_STATED GOAL 1_
Show every line of the rows that contains the string "light", treating uppercase and lowercase as different.

_EXCERPTED PASSAGE_
════════════════════
Transactional Extensibility for Crux

Serialise updates, enforce integrity constraints and answer 'What if?' queries

Transactional Extensibility for Crux

Published
August 13, 2020
by
James Henderson
Categories

In the latest releases we added 'transaction functions' and 'speculative transactions' to Crux - a potent combination of features!

Transaction functions are user-supplied functions that run on the individual Crux nodes as a transaction is being processed. As Crux ingests only ever transactions in serial, directly based on the order of transactions on the transaction log, this is an ideal time (for example) to safely check the current database state before applying a transaction, for integrity checks, or to patch an entity.

Speculative transactions allow you to see what the results of your queries would be if a new transaction were to be applied, without persisting the changes or affecting other users of the database.

“What if” queries are a frequent requirement; they’re used to explore the effect of making certain changes without actually having to make (and subsequently unmake, possibly) the changes in question.

— SQL and Relational Theory
2nd Edition by C.J. Date

This capability is also valuable during REPL-based development and for expressing integrity constraints using Datalog.

For those who like to dive a bit deeper, we’ve also made it easier to write your own transaction consumer - more on this below.

Transaction Functions

In the most recent dev diary we shared some details on why and how we implemented transaction functions, but let’s recap on their day-to-day usage.

We first submit the transaction function to the database as we do any other document. Transaction function documents have a :crux.db/id to identify the function, and a :crux.tx/fn key containing the function body (currently on Clojure is supported).

A transaction function takes a 'context' parameter as its first argument, which you can use to obtain a database value using crux.api/db - we use it here to get the current version of the entity. A transaction function can also accept any number of additional parameters, and when invoked it is normally expected to return a vector of basic transaction operations which get indexed in the usual way. If the transaction function invocation returns false or throw an exception, the whole transaction will roll back.

Here’s an example of a transaction function that increments an entity’s :age key:

(crux/submit-tx node [[:crux.tx/put {:crux.db/id :increment-age
                                     ;; note that the function body is quoted.
                                     ;; and function calls are fully qualified
                                     :crux.db/fn '(fn [ctx eid]
                                                    (let [db (crux.api/db ctx)
                                                          entity (crux.api/entity db eid)]
                                                      [[:crux.tx/put (update entity :age inc)]]))}]])

If we didn’t use a transaction function for this, we might be tempted to run a normal query to get the entity’s age, then submit a transaction with the incremented age - but this would be vulnerable to a race condition if two processes both tried to change the same entity at the same time. A :crux.tx/match transaction operation could be used to atomically validate that the previous age value is unchanged, but that would not be an efficient or elegant solution for something as primitive as a counter. By using a transaction function here instead, we can ensure that each process will always read-then-write the latest version of the entity.
════════════════════
_DATA EXCERPTS_
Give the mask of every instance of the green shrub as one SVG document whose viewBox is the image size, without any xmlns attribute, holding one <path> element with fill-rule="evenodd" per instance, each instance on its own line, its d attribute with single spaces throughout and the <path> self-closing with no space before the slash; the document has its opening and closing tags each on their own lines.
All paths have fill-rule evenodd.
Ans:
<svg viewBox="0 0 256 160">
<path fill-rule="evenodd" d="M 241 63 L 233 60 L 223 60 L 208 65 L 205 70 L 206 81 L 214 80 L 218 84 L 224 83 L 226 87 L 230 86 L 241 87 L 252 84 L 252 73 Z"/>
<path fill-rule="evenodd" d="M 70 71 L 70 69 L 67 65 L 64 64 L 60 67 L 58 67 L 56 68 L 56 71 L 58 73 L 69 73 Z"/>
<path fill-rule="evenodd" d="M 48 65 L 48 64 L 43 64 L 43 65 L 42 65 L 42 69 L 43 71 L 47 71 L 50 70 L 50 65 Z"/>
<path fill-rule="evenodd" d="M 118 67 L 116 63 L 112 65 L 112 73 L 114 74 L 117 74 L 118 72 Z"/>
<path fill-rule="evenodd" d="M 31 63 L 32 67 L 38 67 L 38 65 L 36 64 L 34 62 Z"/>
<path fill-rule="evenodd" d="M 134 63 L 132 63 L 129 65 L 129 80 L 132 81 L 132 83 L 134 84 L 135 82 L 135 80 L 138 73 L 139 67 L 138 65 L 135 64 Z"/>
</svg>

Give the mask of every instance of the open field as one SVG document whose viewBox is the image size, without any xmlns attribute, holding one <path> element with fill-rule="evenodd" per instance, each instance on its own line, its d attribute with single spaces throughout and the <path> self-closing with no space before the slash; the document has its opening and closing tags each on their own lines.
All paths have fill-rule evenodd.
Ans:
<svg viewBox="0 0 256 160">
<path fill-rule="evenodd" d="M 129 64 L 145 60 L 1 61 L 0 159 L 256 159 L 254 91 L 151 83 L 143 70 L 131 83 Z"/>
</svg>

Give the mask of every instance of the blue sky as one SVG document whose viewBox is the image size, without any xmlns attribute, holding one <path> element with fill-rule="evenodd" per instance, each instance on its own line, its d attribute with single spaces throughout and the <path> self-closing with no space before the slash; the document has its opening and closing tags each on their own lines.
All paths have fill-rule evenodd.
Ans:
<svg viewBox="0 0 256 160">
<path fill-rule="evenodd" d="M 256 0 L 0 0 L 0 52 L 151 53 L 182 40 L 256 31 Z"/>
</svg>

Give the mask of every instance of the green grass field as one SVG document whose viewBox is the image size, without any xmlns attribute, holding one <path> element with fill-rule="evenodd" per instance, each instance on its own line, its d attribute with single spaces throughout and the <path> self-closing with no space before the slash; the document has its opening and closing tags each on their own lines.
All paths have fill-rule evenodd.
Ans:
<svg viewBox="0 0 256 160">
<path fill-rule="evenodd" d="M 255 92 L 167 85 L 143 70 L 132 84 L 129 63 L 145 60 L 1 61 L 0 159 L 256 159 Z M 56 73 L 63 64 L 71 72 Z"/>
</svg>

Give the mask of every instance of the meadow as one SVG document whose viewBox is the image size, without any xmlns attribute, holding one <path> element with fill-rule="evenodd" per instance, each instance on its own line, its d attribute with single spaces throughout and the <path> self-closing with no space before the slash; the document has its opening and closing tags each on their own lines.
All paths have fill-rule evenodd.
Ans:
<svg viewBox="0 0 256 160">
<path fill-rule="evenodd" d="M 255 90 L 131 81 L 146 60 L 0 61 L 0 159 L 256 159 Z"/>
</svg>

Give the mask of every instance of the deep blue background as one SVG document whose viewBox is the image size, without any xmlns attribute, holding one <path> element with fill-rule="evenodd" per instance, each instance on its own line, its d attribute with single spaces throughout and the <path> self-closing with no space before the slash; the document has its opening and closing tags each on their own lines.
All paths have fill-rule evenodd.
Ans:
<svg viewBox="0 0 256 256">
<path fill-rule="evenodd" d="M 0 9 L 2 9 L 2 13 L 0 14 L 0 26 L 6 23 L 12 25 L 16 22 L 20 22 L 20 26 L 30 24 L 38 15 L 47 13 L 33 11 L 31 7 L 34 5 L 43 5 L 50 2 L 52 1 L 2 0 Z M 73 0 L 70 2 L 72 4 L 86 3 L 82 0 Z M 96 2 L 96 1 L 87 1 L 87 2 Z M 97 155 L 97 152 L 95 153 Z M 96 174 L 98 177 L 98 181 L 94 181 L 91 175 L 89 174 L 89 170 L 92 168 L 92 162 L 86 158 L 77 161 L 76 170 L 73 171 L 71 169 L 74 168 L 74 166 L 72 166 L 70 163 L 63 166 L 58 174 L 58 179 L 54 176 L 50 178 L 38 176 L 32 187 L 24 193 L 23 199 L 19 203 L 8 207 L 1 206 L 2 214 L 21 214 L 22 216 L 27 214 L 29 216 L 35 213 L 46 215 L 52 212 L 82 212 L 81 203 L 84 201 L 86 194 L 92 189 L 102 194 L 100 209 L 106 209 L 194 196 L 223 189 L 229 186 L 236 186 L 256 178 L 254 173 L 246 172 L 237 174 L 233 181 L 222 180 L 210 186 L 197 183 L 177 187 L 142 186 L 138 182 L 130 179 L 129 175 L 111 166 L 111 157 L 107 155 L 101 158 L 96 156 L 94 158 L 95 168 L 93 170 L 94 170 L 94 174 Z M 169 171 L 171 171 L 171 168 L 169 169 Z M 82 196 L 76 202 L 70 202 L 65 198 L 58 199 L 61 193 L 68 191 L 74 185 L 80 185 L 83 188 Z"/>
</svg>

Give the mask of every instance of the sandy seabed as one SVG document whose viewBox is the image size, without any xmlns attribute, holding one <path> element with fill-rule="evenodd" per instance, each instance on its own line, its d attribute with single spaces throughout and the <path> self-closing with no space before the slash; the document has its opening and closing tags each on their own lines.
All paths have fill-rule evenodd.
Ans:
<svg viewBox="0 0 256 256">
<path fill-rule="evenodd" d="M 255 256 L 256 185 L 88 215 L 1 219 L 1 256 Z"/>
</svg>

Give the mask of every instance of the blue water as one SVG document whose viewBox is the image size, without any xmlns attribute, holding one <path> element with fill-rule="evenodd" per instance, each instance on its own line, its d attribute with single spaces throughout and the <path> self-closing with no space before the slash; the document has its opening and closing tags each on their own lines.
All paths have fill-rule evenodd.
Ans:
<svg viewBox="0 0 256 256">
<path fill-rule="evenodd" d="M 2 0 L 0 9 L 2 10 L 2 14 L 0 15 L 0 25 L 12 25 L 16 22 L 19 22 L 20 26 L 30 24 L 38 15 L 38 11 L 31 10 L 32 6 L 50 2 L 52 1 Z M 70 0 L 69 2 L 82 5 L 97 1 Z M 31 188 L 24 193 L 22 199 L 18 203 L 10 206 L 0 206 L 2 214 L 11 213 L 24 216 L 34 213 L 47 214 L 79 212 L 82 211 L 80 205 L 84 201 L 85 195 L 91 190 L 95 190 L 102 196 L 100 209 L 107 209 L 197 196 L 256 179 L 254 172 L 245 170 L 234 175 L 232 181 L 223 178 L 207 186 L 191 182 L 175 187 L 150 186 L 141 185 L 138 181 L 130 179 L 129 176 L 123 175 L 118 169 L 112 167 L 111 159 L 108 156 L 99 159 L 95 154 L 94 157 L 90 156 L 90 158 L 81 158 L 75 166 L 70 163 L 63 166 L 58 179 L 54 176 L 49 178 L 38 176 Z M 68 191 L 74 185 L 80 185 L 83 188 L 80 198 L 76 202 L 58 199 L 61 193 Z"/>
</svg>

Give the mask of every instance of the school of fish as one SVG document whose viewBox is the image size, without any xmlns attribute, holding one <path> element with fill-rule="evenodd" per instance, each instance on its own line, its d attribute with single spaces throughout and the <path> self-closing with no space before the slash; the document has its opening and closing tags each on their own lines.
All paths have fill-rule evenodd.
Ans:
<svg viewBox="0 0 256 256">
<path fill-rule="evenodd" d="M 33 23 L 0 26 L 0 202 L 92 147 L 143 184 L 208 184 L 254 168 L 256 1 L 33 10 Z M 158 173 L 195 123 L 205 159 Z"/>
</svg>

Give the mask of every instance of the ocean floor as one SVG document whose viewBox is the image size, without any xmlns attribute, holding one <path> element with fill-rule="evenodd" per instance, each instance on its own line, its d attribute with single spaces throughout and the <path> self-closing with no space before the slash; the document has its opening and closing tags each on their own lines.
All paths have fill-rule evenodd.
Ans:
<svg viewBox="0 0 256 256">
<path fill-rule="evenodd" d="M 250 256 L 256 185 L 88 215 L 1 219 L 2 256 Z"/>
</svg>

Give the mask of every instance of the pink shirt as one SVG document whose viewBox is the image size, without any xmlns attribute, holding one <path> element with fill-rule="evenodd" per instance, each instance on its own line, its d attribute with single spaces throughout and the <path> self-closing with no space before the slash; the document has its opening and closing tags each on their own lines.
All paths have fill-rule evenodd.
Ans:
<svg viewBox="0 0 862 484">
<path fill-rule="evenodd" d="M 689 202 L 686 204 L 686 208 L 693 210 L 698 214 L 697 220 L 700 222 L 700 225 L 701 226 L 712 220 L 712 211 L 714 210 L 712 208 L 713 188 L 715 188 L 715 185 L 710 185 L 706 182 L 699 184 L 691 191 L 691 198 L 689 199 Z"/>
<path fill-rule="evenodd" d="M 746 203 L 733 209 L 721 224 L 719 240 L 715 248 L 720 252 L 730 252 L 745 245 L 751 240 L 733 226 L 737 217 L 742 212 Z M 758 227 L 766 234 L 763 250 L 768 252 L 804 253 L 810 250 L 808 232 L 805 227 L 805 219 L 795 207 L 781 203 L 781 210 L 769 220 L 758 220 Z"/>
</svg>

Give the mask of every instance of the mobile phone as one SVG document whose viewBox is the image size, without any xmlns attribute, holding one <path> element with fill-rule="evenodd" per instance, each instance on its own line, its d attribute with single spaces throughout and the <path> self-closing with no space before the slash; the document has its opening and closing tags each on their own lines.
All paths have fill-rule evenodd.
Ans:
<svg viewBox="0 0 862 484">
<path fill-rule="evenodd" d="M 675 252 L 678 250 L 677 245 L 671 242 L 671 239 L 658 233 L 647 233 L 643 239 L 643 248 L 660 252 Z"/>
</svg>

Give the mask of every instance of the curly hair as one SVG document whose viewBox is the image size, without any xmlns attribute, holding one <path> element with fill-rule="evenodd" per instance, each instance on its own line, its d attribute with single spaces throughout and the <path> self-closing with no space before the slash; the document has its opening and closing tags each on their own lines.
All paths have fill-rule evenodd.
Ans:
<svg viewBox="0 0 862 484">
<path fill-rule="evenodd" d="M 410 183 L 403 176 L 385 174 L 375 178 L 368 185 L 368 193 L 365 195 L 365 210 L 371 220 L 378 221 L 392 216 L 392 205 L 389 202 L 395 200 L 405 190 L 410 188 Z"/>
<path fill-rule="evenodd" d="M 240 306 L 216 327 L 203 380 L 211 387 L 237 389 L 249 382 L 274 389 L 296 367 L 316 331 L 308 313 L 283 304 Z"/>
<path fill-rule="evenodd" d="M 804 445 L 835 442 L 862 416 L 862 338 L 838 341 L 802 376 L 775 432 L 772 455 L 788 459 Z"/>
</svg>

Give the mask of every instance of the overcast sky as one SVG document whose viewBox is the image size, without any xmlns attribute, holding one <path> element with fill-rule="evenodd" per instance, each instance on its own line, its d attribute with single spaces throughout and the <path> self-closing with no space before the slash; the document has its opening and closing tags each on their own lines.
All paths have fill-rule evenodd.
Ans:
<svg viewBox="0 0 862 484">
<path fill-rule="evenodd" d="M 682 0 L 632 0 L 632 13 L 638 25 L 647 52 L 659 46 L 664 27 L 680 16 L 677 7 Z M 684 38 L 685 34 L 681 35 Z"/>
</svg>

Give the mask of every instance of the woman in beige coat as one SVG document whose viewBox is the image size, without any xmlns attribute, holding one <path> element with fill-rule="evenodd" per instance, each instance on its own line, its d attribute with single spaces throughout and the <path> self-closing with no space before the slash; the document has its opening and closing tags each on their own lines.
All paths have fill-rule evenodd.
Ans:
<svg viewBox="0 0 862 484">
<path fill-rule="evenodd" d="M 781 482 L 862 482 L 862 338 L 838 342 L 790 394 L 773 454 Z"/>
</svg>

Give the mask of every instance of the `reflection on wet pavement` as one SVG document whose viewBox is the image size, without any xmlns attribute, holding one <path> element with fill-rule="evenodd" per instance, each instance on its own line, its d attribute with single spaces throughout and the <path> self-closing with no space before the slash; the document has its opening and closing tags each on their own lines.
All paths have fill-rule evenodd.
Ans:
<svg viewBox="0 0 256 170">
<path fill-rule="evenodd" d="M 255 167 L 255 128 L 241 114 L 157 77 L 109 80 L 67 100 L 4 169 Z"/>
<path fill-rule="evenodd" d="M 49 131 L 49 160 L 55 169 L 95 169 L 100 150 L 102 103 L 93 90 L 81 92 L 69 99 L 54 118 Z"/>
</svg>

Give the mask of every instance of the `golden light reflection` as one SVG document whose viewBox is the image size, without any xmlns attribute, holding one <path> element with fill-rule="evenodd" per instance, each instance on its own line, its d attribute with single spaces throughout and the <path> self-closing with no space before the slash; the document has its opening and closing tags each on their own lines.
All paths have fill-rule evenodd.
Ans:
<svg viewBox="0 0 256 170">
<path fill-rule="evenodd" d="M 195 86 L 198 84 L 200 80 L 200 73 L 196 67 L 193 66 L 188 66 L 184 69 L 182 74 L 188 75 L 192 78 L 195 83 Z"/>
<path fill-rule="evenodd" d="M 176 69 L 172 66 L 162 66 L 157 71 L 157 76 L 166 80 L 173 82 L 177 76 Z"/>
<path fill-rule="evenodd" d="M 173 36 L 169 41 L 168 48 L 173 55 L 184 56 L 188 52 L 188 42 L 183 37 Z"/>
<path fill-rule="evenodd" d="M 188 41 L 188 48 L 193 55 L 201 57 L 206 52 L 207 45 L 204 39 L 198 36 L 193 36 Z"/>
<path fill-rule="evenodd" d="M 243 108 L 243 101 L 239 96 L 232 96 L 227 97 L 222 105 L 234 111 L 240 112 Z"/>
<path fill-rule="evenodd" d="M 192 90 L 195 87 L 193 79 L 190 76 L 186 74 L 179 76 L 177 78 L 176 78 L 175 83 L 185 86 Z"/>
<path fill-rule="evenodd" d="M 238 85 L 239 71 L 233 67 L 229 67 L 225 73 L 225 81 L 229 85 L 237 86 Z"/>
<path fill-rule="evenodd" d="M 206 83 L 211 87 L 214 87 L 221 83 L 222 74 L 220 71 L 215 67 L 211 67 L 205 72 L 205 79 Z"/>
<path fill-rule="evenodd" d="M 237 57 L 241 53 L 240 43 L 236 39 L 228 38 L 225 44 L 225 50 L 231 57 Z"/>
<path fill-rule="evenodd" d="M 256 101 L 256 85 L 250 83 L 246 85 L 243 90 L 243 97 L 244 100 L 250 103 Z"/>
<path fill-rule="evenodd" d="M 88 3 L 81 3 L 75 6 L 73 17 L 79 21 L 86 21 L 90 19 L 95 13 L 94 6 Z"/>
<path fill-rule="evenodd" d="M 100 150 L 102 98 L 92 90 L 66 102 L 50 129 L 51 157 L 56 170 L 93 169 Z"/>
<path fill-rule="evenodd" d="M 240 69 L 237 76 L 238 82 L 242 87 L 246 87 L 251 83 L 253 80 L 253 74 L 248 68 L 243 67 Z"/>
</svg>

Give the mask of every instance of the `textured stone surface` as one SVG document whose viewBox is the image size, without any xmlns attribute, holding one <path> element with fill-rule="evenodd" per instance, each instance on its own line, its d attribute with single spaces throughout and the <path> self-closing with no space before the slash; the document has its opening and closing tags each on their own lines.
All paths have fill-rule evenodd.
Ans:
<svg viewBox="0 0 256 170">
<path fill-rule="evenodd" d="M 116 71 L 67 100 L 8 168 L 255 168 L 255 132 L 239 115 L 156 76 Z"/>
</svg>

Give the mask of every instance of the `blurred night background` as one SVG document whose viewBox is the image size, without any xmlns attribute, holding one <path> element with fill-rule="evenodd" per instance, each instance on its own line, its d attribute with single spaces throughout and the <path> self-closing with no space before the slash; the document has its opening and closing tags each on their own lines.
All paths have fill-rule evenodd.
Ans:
════════════════════
_STATED GOAL 2_
According to the page on transactional extensibility for Crux, what happens if a transaction function invocation returns false?

_TASK RESPONSE 1_
Give the mask of every instance of the `golden light reflection` as one SVG document whose viewBox is the image size, without any xmlns attribute, holding one <path> element with fill-rule="evenodd" per instance, each instance on its own line, its d attribute with single spaces throughout and the <path> self-closing with no space before the slash; the document has its opening and closing tags each on their own lines.

_TASK RESPONSE 2_
The whole transaction rolls back.